TASK MATERIAL:
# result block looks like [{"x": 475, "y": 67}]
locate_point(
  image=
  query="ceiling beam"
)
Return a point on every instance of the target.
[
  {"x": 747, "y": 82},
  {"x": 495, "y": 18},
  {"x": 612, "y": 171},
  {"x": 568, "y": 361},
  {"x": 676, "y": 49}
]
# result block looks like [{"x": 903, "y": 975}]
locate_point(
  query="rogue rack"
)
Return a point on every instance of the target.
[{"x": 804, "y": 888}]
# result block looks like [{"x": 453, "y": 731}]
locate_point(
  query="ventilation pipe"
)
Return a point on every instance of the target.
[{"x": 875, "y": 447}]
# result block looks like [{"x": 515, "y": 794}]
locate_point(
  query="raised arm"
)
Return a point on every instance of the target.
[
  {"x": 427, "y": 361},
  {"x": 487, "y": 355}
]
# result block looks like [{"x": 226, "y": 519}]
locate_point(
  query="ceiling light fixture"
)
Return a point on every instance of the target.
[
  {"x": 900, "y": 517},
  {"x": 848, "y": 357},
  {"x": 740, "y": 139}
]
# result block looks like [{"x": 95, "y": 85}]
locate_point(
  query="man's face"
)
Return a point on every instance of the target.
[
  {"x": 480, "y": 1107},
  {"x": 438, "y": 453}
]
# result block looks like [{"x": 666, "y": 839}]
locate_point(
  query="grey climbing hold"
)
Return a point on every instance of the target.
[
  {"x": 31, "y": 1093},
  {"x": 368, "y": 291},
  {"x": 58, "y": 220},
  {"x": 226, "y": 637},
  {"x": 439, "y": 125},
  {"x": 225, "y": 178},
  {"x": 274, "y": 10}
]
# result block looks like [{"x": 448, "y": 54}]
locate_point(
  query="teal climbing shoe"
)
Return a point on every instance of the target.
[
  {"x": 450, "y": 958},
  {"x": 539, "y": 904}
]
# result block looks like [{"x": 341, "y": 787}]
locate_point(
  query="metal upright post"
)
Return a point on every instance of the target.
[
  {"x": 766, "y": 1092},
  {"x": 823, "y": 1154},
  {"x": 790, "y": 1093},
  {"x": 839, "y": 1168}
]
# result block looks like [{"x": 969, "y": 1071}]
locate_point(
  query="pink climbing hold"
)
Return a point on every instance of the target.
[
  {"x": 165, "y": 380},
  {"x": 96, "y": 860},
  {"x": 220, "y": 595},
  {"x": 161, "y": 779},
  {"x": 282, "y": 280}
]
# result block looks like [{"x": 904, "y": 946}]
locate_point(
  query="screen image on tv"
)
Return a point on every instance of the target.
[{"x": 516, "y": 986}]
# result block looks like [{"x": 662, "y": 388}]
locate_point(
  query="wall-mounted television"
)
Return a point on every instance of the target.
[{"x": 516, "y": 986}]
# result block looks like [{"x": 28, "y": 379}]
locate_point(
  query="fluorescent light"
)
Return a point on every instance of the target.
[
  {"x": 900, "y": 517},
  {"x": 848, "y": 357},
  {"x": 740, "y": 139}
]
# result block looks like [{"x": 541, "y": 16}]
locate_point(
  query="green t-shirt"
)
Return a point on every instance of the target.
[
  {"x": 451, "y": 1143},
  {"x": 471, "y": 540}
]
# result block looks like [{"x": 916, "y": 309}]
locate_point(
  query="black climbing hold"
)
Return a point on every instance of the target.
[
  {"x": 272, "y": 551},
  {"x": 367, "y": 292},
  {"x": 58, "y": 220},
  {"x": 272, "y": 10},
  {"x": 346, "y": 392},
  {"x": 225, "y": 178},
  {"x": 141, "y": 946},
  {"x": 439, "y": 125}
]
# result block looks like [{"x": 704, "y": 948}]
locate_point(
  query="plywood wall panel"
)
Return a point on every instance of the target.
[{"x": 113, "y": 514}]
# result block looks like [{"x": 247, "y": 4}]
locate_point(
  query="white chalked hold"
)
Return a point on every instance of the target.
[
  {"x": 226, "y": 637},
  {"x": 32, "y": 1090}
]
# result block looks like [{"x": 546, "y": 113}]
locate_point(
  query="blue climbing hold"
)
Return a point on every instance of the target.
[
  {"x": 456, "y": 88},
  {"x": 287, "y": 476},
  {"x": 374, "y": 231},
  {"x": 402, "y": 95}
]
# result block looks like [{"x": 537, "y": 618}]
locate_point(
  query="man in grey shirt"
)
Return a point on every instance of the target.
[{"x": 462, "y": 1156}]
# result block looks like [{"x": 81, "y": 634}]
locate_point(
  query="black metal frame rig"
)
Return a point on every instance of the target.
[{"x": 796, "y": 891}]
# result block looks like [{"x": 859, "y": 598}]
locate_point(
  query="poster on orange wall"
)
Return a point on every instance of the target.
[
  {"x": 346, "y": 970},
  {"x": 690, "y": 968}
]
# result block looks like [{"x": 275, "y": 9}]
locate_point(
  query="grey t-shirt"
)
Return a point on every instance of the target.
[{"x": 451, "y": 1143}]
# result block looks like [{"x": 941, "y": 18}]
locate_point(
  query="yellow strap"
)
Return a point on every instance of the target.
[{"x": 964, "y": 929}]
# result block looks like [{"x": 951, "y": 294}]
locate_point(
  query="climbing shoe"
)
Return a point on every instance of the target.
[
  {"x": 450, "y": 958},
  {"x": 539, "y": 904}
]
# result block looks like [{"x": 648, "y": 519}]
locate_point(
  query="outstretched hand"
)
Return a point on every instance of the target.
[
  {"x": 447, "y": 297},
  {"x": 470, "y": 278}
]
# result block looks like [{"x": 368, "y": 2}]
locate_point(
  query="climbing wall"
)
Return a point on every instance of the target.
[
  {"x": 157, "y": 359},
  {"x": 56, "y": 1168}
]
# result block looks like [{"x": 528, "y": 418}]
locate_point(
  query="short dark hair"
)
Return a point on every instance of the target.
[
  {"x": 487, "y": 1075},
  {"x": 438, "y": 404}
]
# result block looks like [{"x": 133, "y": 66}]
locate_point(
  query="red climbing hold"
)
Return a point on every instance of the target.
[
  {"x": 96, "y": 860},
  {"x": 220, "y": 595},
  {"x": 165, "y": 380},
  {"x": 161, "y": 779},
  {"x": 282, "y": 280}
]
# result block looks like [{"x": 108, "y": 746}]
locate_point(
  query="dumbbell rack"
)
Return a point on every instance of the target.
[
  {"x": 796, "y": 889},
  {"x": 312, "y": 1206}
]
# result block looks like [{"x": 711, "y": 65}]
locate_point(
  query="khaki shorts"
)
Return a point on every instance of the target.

AIM OF THE EXERCISE: Retype the whole listing above exactly.

WRITTEN ANSWER:
# result block looks like [{"x": 475, "y": 67}]
locate_point(
  image=
  query="ceiling beam"
)
Return a point on every instance of the target.
[
  {"x": 747, "y": 82},
  {"x": 495, "y": 18},
  {"x": 612, "y": 171},
  {"x": 568, "y": 361},
  {"x": 676, "y": 49}
]
# result block looks like [{"x": 903, "y": 975}]
locate_point(
  query="rogue rack"
)
Return a point on every instance of the target.
[{"x": 804, "y": 888}]
# result block looks like [{"x": 453, "y": 731}]
locate_point(
  query="ventilation pipe"
)
Return a point on every instance of the target.
[{"x": 875, "y": 447}]
# result block looks like [{"x": 515, "y": 794}]
locate_point(
  query="raised arm"
)
Return a point on every instance of the target.
[
  {"x": 427, "y": 361},
  {"x": 487, "y": 355}
]
# result block looks like [{"x": 226, "y": 519}]
locate_point(
  query="ceiling light fixture"
)
Return a point on every instance of the target.
[
  {"x": 900, "y": 517},
  {"x": 848, "y": 357},
  {"x": 740, "y": 139}
]
# result block looks like [{"x": 95, "y": 85}]
locate_point(
  query="man's face"
)
Return a point on every instance of the target.
[
  {"x": 480, "y": 1107},
  {"x": 438, "y": 453}
]
# result block looks like [{"x": 666, "y": 839}]
locate_point(
  query="grey climbing hold"
)
Return a point on every instance of the target.
[
  {"x": 31, "y": 1093},
  {"x": 368, "y": 291},
  {"x": 58, "y": 220},
  {"x": 226, "y": 637},
  {"x": 439, "y": 125},
  {"x": 225, "y": 178},
  {"x": 274, "y": 10}
]
# result block looks like [{"x": 448, "y": 54}]
locate_point(
  query="teal climbing shoe"
)
Return a point on every instance of the target.
[
  {"x": 450, "y": 958},
  {"x": 539, "y": 904}
]
# result block looks like [{"x": 341, "y": 787}]
locate_point(
  query="metal upright post"
)
Return a point on every instance of the target.
[
  {"x": 766, "y": 1092},
  {"x": 823, "y": 1154},
  {"x": 790, "y": 1093},
  {"x": 839, "y": 1168}
]
# result block looks like [{"x": 969, "y": 1071}]
locate_point(
  query="pink climbing hold"
)
Return a point on every instance of the target.
[
  {"x": 165, "y": 380},
  {"x": 96, "y": 860},
  {"x": 220, "y": 595},
  {"x": 161, "y": 779},
  {"x": 282, "y": 280}
]
# result block looks like [{"x": 904, "y": 946}]
locate_point(
  query="screen image on tv"
)
Return a point on every instance of the target.
[{"x": 516, "y": 986}]
# result block looks like [{"x": 662, "y": 388}]
locate_point(
  query="wall-mounted television"
)
Return a point on every instance of the target.
[{"x": 516, "y": 986}]
# result block looks like [{"x": 28, "y": 379}]
locate_point(
  query="fluorescent light"
)
Return a point on every instance of the target.
[
  {"x": 900, "y": 517},
  {"x": 848, "y": 357},
  {"x": 740, "y": 139}
]
# result block looks like [{"x": 541, "y": 16}]
locate_point(
  query="green t-shirt"
)
Return a point on every instance of the target.
[
  {"x": 451, "y": 1143},
  {"x": 471, "y": 540}
]
# result block looks like [{"x": 916, "y": 309}]
locate_point(
  query="black climbing hold"
)
Return a point on every instance of the target.
[
  {"x": 272, "y": 551},
  {"x": 367, "y": 292},
  {"x": 58, "y": 220},
  {"x": 272, "y": 10},
  {"x": 346, "y": 392},
  {"x": 225, "y": 178},
  {"x": 141, "y": 946},
  {"x": 439, "y": 125}
]
# result block looks like [{"x": 704, "y": 948}]
locate_point(
  query="plywood wall panel"
)
Return a point on every instance of the target.
[{"x": 113, "y": 514}]
# result block looks like [{"x": 247, "y": 4}]
locate_point(
  query="white chalked hold"
)
Return a point on every instance of the target.
[
  {"x": 226, "y": 637},
  {"x": 32, "y": 1090}
]
# result block looks like [{"x": 546, "y": 113}]
locate_point(
  query="blue climbing hold"
)
Return a point on every instance of the target.
[
  {"x": 456, "y": 88},
  {"x": 287, "y": 476},
  {"x": 374, "y": 231},
  {"x": 402, "y": 95}
]
# result block looks like [{"x": 537, "y": 618}]
locate_point(
  query="man in grey shirt"
)
Return a point on every instance of the target.
[{"x": 462, "y": 1156}]
# result block looks like [{"x": 81, "y": 634}]
locate_point(
  query="black metal frame rig"
)
Return a point on every instance of the target.
[{"x": 796, "y": 891}]
# result block looks like [{"x": 859, "y": 598}]
locate_point(
  query="poster on orange wall"
)
Return a point on every instance of the target.
[
  {"x": 346, "y": 970},
  {"x": 690, "y": 968}
]
# result block looks like [{"x": 275, "y": 9}]
locate_point(
  query="grey t-shirt"
)
Return a point on every instance of the target.
[{"x": 451, "y": 1143}]
# result block looks like [{"x": 941, "y": 18}]
locate_point(
  query="yellow strap"
)
Return a point on every instance of the target.
[{"x": 964, "y": 929}]
# result block looks like [{"x": 951, "y": 294}]
locate_point(
  query="climbing shoe"
)
Return a point on every instance of the target.
[
  {"x": 450, "y": 958},
  {"x": 539, "y": 904}
]
# result block looks like [{"x": 648, "y": 519}]
locate_point(
  query="outstretched hand"
)
Return a point on every instance of the target.
[
  {"x": 447, "y": 297},
  {"x": 470, "y": 278}
]
# result block looks like [{"x": 368, "y": 2}]
locate_point(
  query="climbing wall"
)
Return a point on every instance of the target.
[
  {"x": 157, "y": 359},
  {"x": 56, "y": 1168}
]
# result block looks like [{"x": 528, "y": 418}]
locate_point(
  query="short dark hair"
)
Return a point on every instance of the target.
[
  {"x": 487, "y": 1075},
  {"x": 438, "y": 404}
]
# result block looks like [{"x": 133, "y": 66}]
locate_point(
  query="red climbing hold"
)
Return a point on every instance of the target.
[
  {"x": 96, "y": 860},
  {"x": 220, "y": 595},
  {"x": 165, "y": 380},
  {"x": 161, "y": 779},
  {"x": 282, "y": 280}
]
# result block looks like [{"x": 108, "y": 746}]
locate_point(
  query="dumbbell rack"
)
Return a point on every instance of the target.
[
  {"x": 796, "y": 889},
  {"x": 312, "y": 1206}
]
# result block looks like [{"x": 711, "y": 65}]
locate_point(
  query="khaki shorts"
)
Return a point on every instance of the target.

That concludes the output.